According to the essay on the Spanish Inquisition below, in what year did the Inquisition officially begin?

TEXT PASSAGE:
---
Recent orders
Spanish Inquisition
Name:
Professor:
Course:
Date:
Spanish Inquisition
Between the thirteenth and seventeenth centuries, non-Catholics in the kingdom of Spain faced a lot of prosecution, and they were forced to accept Catholicism or leave Spain. The actions were taken by the rulers of Spain at the time, Isabella I of Castile and Ferdinand II of Aragon, in collaboration with the Pope came to be referred to as the Spanish Inquisition. The Inquisition officially began in 1478. The Spanish Inquisition was a form of religious discrimination meant to safeguard the Catholic religion in the Spanish Empire. The Inquisition was formally abolished in the year 1834 by Isabella II (Rawlings 15). Throughout the period, more than 150000 were tried, and roughly 3% of the total number was executed.
The main religion of the Spanish empire was Catholicism, although the empire also had significant populations of Jews and Muslims. The Spanish had also conquered other lands as it expanded its territory into the Americas as well as Naples, Canary Islands and the Netherlands. Before the Inquisition, non-Christians all over Europe had suffered from prosecution for their religious beliefs. The Spanish Inquisition was created to root out heresy especially among newly converted Catholics. An example of this is the French bishop Pope Lucius III who organized the persecution of Catharists as alleged heretics were referred to (Kamen 21).
The Inquisitions were led by inquisitors appointed by the monarchs. The inquisitors visited different cities in the kingdom, with the offer that self-confessed heretics would receive a lighter punishment such as whipping or pilgrimage. They were forced to testify to their alleged crimes, and most of the time, there was no evidence presented against them. Some of the reasons why people would accuse others of heresy included revenge, jealousy, economic reasons, among others. The ruling class used the Inquisition to abuse their power; for example, Count Alphonese of Toulouse would confiscate the land and property of the accused, while his predecessor Count Raymond VII burned the accused even after they confessed (Rawlings 41).
The fifteenth century was the most intense for the Inquisition when the newly converted Catholics, named Conversos, were suspected of bringing corruption into the Church. For many years, Jews had to suffer from anti-Semitism and to avoid this they converted into Catholicism and gained the title Conversos. However, Ferdinand and Isabella still did not trust these converses and continued to prosecute them. They were accused of secretly practising their former religion while outwardly pretending to be Catholic. The Christian community also mistrusted the conversos and wanted the ruling class to take a harsh stand against them. In the year 1481, conversos were forced to live in camps apart from the Christians, and hundreds of them were burned at the stake despite their confession.
As the Spanish expanded their kingdom into the Americas, the Inquisition followed. In the year 1556, Phillip II took the throne, and this increased the rate of prosecution of the Conversos. In 1574, the Inquisition in Mexico led to the burning of Lutherans at the stake, and similar incidents happened against the Protestants in Peru. Between 1609 and 1615, a new king, Phillip III, forced Muslims to leave Spain including those who had earlier converted into Catholicism (Rawlings 58). The Spanish Inquisition came to an end after Napoleon conquered the country in 1808 and abolished the practice, which formally ended in 1834 under Isabella II.
---
RECORD EXTRACTS:

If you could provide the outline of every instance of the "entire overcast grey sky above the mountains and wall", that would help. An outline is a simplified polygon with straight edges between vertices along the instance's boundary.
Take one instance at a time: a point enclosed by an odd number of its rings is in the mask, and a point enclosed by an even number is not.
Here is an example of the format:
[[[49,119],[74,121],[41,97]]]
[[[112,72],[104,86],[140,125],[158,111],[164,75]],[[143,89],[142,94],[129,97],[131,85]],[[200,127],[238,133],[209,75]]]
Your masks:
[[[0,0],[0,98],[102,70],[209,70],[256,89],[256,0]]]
---
RESULT OF THE TASK: 1478